- _Dataset_:

....

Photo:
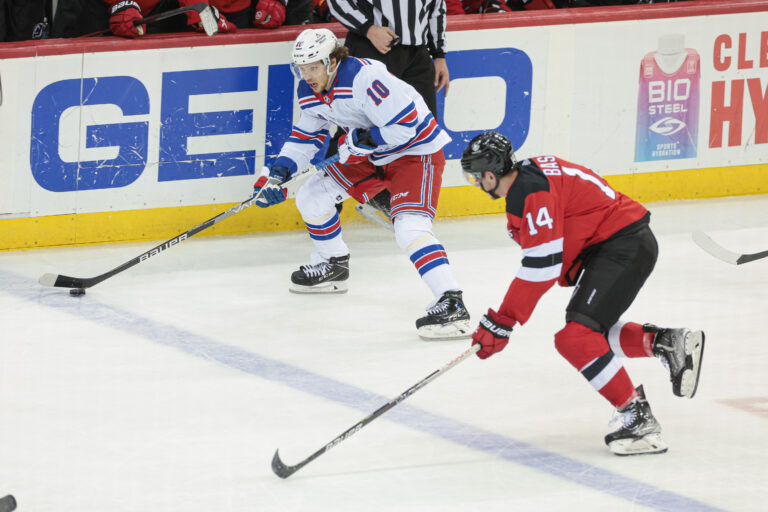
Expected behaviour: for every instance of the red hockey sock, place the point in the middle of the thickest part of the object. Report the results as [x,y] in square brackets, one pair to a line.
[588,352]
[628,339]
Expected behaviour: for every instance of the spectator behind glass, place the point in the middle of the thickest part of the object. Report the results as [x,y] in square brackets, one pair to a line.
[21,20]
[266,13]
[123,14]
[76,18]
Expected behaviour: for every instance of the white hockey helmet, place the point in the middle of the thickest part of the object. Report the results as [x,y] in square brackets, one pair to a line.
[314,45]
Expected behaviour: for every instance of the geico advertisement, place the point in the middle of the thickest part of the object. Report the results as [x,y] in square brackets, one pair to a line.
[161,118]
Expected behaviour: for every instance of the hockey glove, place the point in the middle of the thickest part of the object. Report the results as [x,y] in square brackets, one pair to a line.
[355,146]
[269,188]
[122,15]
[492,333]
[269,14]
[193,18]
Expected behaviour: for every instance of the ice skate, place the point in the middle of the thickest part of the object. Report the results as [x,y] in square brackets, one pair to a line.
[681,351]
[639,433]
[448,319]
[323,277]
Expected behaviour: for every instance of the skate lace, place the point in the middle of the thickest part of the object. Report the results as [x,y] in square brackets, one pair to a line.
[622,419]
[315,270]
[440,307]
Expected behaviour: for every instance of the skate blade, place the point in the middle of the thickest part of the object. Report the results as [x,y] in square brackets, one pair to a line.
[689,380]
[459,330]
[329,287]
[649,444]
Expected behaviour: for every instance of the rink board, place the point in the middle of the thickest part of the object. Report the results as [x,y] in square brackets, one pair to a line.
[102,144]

....

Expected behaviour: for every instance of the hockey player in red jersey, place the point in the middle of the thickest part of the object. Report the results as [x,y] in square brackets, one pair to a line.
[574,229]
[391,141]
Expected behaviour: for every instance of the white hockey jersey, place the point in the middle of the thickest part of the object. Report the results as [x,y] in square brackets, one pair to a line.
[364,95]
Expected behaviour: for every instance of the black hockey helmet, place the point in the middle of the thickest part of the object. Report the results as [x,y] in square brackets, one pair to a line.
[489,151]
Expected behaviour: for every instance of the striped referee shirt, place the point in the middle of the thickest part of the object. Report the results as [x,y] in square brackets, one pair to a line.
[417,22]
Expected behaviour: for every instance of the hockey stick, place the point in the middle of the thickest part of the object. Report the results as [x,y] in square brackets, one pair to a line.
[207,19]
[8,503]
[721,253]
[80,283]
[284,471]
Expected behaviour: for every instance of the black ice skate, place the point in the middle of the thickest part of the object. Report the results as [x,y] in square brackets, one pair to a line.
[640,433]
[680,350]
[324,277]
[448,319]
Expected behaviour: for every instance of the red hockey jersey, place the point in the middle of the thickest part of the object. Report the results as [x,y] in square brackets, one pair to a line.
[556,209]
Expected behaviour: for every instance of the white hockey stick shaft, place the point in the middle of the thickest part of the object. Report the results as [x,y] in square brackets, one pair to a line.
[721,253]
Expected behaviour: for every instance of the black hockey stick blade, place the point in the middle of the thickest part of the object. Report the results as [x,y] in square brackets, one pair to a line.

....

In the part of the listing that opens with the line containing "Expected behaviour: for every instance of the white hockey stick" and closes with the line containing "Expected behaviour: for every instance of the black hockey stick", update "thickest part" to "widest part" and give back only those lines, with everything else unchanged.

- _Answer to the task_:
Expected behaviour: for every instance of the white hockey stick shaft, place the point in the middle of the widest part of the object. Report the results as [x,y] in square brackets, one pair to a line.
[721,253]
Expected behaviour: for every instance of the black hockey stick blade, place the point in the middle of the widest part of the object. Report the results as [x,y] in square brackets, one pair to a line.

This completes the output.